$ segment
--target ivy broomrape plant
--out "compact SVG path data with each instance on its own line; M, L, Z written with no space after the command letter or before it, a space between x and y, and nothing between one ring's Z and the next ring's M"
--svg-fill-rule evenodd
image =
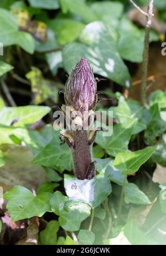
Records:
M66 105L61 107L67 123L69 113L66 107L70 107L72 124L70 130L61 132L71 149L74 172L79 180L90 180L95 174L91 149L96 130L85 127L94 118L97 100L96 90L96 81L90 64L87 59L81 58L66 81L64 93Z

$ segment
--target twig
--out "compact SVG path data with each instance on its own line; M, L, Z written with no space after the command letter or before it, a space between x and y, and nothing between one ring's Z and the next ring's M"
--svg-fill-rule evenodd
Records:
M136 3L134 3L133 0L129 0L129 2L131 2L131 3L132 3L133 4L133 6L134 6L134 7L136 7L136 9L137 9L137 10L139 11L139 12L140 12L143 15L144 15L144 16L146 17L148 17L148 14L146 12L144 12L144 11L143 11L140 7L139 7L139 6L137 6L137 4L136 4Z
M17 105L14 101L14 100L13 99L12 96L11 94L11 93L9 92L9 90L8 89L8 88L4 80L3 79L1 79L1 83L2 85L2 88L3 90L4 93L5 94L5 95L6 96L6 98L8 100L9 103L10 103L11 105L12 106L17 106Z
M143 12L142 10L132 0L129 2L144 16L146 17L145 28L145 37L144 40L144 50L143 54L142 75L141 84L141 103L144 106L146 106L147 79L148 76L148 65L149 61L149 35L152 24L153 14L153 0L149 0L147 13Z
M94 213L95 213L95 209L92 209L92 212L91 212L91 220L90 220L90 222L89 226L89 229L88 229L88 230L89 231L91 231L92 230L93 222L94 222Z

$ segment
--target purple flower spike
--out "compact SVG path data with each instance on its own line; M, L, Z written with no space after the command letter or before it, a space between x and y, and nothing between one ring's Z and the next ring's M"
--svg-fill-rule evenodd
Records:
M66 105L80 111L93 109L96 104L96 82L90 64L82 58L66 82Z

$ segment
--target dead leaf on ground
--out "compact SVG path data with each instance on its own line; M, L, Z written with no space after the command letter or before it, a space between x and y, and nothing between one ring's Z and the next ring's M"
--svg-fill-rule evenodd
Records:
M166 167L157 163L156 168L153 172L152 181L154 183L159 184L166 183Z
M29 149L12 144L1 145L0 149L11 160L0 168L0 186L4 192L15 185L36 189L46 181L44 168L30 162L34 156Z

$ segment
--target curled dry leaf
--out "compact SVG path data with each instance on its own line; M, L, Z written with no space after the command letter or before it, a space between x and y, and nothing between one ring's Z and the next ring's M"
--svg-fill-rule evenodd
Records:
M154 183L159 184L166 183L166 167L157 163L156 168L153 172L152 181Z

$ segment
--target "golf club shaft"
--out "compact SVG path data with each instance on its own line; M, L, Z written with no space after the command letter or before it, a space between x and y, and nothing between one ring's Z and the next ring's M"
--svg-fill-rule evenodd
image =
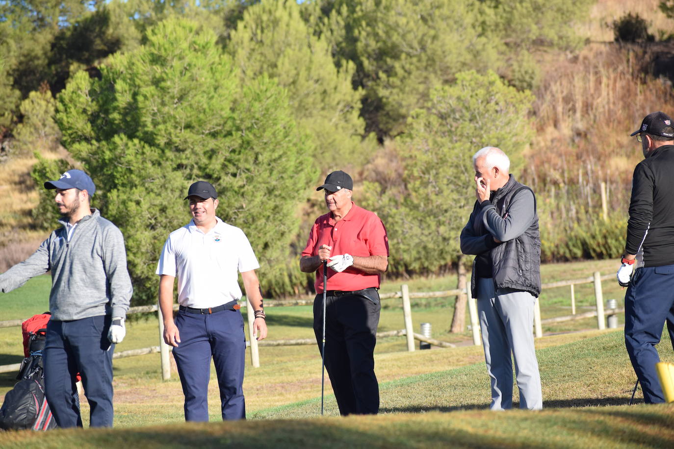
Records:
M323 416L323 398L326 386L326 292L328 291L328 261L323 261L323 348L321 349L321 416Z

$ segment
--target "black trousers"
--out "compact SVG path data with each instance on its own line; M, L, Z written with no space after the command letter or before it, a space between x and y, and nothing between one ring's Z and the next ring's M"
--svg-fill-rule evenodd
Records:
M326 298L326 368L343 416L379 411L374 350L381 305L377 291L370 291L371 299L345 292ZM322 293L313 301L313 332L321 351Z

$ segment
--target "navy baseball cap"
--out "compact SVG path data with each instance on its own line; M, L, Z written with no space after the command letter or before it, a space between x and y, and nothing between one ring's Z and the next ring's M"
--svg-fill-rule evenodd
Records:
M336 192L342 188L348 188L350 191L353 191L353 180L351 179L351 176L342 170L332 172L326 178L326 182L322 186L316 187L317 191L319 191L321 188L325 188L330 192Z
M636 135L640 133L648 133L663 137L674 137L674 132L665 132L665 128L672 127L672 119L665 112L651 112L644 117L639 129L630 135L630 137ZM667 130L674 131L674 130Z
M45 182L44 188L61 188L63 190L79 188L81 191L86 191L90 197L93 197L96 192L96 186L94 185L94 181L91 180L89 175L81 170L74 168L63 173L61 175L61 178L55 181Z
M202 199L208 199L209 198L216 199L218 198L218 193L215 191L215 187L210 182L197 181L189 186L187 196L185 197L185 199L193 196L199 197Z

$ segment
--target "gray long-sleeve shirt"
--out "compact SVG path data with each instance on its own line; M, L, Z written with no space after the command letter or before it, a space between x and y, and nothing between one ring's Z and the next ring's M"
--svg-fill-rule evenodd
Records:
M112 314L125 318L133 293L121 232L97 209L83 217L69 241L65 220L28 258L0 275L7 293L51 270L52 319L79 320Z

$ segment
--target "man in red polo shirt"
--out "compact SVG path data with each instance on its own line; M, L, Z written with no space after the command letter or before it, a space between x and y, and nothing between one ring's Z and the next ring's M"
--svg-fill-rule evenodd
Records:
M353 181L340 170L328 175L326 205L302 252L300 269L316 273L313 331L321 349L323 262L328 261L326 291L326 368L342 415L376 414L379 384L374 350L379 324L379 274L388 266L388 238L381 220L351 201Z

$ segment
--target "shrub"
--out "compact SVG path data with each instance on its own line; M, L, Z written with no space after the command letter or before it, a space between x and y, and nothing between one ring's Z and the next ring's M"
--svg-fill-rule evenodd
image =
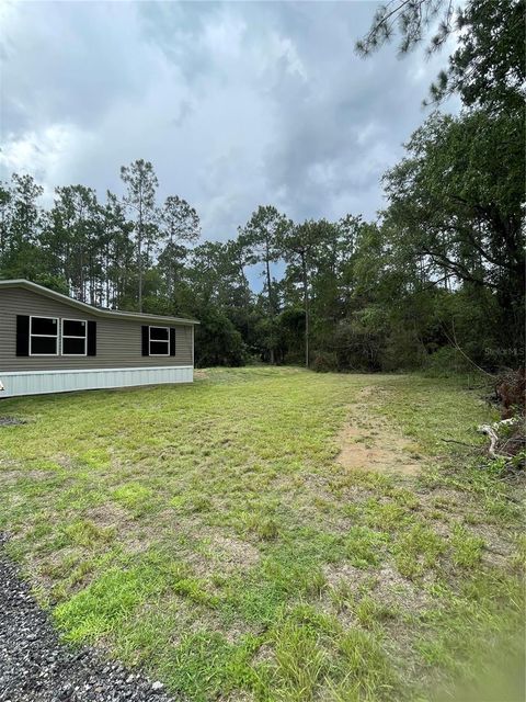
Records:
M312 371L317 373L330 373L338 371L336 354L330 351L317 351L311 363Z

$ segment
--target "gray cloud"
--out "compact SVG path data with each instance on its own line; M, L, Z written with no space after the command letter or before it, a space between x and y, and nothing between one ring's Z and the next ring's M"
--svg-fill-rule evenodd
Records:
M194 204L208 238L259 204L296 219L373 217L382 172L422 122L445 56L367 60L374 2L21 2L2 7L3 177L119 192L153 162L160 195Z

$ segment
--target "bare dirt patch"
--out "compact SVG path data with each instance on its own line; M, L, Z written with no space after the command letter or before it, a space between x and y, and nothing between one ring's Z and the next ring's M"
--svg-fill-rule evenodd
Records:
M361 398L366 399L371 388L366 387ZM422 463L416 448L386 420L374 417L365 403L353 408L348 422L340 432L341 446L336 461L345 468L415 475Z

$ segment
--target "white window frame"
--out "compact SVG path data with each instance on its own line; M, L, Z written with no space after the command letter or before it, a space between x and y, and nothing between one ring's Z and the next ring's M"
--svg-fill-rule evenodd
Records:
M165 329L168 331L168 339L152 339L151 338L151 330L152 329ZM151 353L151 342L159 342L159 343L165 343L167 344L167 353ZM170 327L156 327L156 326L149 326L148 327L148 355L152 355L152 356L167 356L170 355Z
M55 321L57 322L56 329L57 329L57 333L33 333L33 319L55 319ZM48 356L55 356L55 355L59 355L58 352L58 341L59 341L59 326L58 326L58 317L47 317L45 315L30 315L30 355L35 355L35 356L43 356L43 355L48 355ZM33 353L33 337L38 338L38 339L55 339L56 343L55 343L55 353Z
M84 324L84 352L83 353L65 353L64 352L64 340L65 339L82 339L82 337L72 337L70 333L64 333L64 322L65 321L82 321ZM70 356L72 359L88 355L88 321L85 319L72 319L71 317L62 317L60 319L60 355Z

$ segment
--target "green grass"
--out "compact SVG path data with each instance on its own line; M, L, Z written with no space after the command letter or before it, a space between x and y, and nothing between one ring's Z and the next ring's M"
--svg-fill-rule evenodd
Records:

▬▬▬▬▬▬▬▬▬▬

REQUIREMENT: Convert the lines above into a JSON list of strings, one string per line, with blank lines omitted. Leave the pictures out of the list.

REPLY:
[
  "$ segment",
  "--target ivy broomrape plant",
  "--out \"compact SVG path data with each instance on its own line; M, L, Z written with no space after the command letter or before it, a space between x and y, and nothing between one ring's Z and the next ring's M\"",
  "--svg-fill-rule evenodd",
  "image =",
  "Records:",
  "M66 105L61 107L67 123L69 113L66 107L70 107L72 124L70 130L61 132L71 149L74 172L79 180L90 180L95 174L91 149L96 130L85 127L94 118L97 100L96 90L96 81L90 64L87 59L81 58L66 81L64 93Z",
  "$ segment",
  "--target twig",
  "--out \"compact SVG path data with each instance on its own line; M, L, Z written with no space after the command letter or before it, a space between x and y, and nothing between one ring's Z and the next ring's M\"",
  "--svg-fill-rule evenodd",
  "Records:",
  "M136 3L134 3L133 0L129 0L129 2L131 2L131 3L132 3L133 4L133 6L134 6L134 7L136 7L136 9L137 9L137 10L139 11L139 12L140 12L143 15L144 15L144 16L146 17L148 17L148 14L146 12L144 12L144 11L143 11L140 7L139 7L139 6L137 6L137 4L136 4Z",
  "M17 105L14 101L14 100L13 99L12 96L11 94L11 93L9 92L9 90L8 89L8 88L4 80L3 79L1 79L1 83L2 85L2 88L3 90L4 93L5 94L5 95L6 96L6 98L8 100L9 103L10 103L11 105L12 106L17 106Z",
  "M143 12L142 10L132 0L129 2L144 16L146 17L145 28L145 37L144 40L144 50L143 54L142 75L141 84L141 103L144 106L146 106L147 79L148 76L148 65L149 61L149 35L152 24L153 14L153 0L149 0L147 13Z",
  "M94 213L95 213L95 209L92 209L92 212L91 212L91 220L90 220L90 222L89 226L89 229L88 229L88 230L89 231L91 231L92 230L93 222L94 222Z",
  "$ segment",
  "--target purple flower spike",
  "--out \"compact SVG path data with each instance on its own line; M, L, Z written with no space after the command letter or before it, a space between x and y, and nothing between one ring's Z and the next ring's M\"",
  "--svg-fill-rule evenodd",
  "Records:",
  "M66 105L80 111L93 109L96 104L96 82L90 64L82 58L66 82Z",
  "$ segment",
  "--target dead leaf on ground",
  "--out \"compact SVG path data with each instance on its own line; M, L, Z written with no space after the command letter or before it, a space between x and y, and nothing between one ring's Z and the next ring's M\"",
  "--svg-fill-rule evenodd",
  "Records:",
  "M166 167L157 163L156 168L153 172L152 181L154 183L159 184L166 183Z",
  "M29 149L12 144L1 145L0 149L11 160L0 168L0 186L4 192L15 185L36 189L46 181L44 168L30 162L34 156Z",
  "$ segment",
  "--target curled dry leaf",
  "--out \"compact SVG path data with each instance on its own line; M, L, Z written with no space after the command letter or before it, a space between x and y, and nothing between one ring's Z and the next ring's M\"",
  "--svg-fill-rule evenodd",
  "Records:",
  "M154 183L159 184L166 183L166 167L157 163L156 168L153 172L152 181Z",
  "$ segment",
  "--target \"golf club shaft\"",
  "--out \"compact SVG path data with each instance on its own line; M, L, Z written with no space after the command letter or before it, a space between x and y, and nothing between one ring's Z and the next ring's M\"",
  "--svg-fill-rule evenodd",
  "image =",
  "Records:",
  "M323 416L323 398L326 386L326 292L328 291L328 261L323 261L323 348L321 349L321 416Z",
  "$ segment",
  "--target \"black trousers\"",
  "--out \"compact SVG path data with each instance on its own line; M, L, Z written with no space after the command letter or before it, a space between x and y, and nothing between one ring's Z and the next ring's M\"",
  "--svg-fill-rule evenodd",
  "Records:",
  "M326 298L326 368L343 416L379 411L374 350L381 305L377 291L370 291L371 299L345 292ZM322 293L313 301L313 332L321 351Z",
  "$ segment",
  "--target \"navy baseball cap\"",
  "--out \"compact SVG path data with each instance on its own line; M, L, Z written with no space after the command letter or before it, a space between x and y, and nothing between one ring's Z and the next ring's M\"",
  "--svg-fill-rule evenodd",
  "Records:",
  "M336 192L342 188L348 188L350 191L353 191L353 180L351 179L351 176L342 170L332 172L326 178L326 182L322 186L316 187L317 191L319 191L321 188L325 188L330 192Z",
  "M636 135L640 133L648 133L663 137L674 137L674 132L665 132L665 128L672 127L672 119L665 112L651 112L644 117L639 129L630 135L630 137ZM667 130L674 131L674 130Z",
  "M45 182L44 188L61 188L63 190L79 188L81 191L86 191L90 197L93 197L96 192L96 186L94 185L94 181L91 180L89 175L81 170L74 168L63 173L61 175L61 178L55 181Z",
  "M202 199L208 199L209 198L216 199L218 198L218 193L215 191L215 187L210 182L197 181L189 186L187 196L185 197L185 199L193 196L199 197Z",
  "$ segment",
  "--target \"gray long-sleeve shirt\"",
  "--out \"compact SVG path data with each instance on its own line; M, L, Z written with no space after the command letter or before it, a space between x and y, and nothing between one ring's Z and the next ring's M\"",
  "--svg-fill-rule evenodd",
  "Records:",
  "M112 314L125 318L133 293L121 232L97 209L83 217L69 241L65 220L28 258L0 275L7 293L51 270L52 319L79 320Z",
  "$ segment",
  "--target \"man in red polo shirt\"",
  "--out \"compact SVG path data with each instance on its own line; M, L, Z written with no space after the command letter or before it, a space between x and y, and nothing between one ring's Z and the next ring's M\"",
  "--svg-fill-rule evenodd",
  "Records:",
  "M353 181L340 170L328 175L326 205L302 252L300 269L316 273L313 331L321 349L323 262L328 261L326 291L326 368L342 415L376 414L379 384L374 350L379 324L379 274L388 266L388 238L381 220L351 201Z",
  "$ segment",
  "--target \"shrub\"",
  "--out \"compact SVG path data with each instance on its own line; M, L, Z written with no space after the command letter or before it, a space between x and y, and nothing between one ring's Z and the next ring's M\"",
  "--svg-fill-rule evenodd",
  "image =",
  "Records:",
  "M312 371L317 373L330 373L338 371L336 354L330 351L317 351L311 363Z",
  "$ segment",
  "--target \"gray cloud\"",
  "--out \"compact SVG path data with each instance on its own line; M, L, Z written with no space after the command letter or before it, a space between x and y, and nothing between one ring's Z and the next ring's M\"",
  "--svg-fill-rule evenodd",
  "Records:",
  "M194 204L208 238L259 204L296 219L373 217L382 172L422 122L445 56L367 60L374 2L21 2L2 7L3 177L119 192L153 162L160 195Z",
  "$ segment",
  "--target \"bare dirt patch\"",
  "--out \"compact SVG path data with each instance on its own line; M, L, Z written with no space after the command letter or before it, a space between x and y, and nothing between one ring's Z and the next ring's M\"",
  "--svg-fill-rule evenodd",
  "Records:",
  "M361 398L366 399L371 388L366 387ZM422 463L416 448L386 420L374 417L365 403L353 408L348 422L340 432L341 446L336 461L345 468L415 475Z",
  "$ segment",
  "--target \"white window frame\"",
  "--out \"compact SVG path data with each instance on its own line; M, L, Z written with no space after the command letter or before it, a space between x and y, and nothing between one ring's Z and the next ring's M\"",
  "--svg-fill-rule evenodd",
  "Records:",
  "M165 329L168 331L168 339L152 339L151 338L151 330L152 329ZM151 353L151 342L159 342L159 343L165 343L167 344L167 353ZM170 327L156 327L156 326L149 326L148 327L148 355L152 355L152 356L167 356L170 355Z",
  "M55 321L57 322L56 329L57 329L57 333L33 333L33 319L55 319ZM48 356L55 356L55 355L59 355L58 352L58 341L59 341L59 326L58 326L58 317L47 317L45 315L30 315L30 355L35 355L35 356L43 356L43 355L48 355ZM33 353L33 337L38 338L38 339L55 339L56 343L55 343L55 353Z",
  "M84 324L84 352L83 353L65 353L64 352L64 340L65 339L82 339L82 337L72 337L70 333L64 333L64 322L65 321L82 321ZM70 356L72 359L88 355L88 321L85 319L72 319L71 317L62 317L60 319L60 355Z",
  "$ segment",
  "--target \"green grass\"",
  "--out \"compact SVG path data with each instance on its own line; M, L, Z written with no space after the command letter or before it, a space between x and y, and nothing between one ring's Z and the next ring's M\"",
  "--svg-fill-rule evenodd",
  "Records:"
]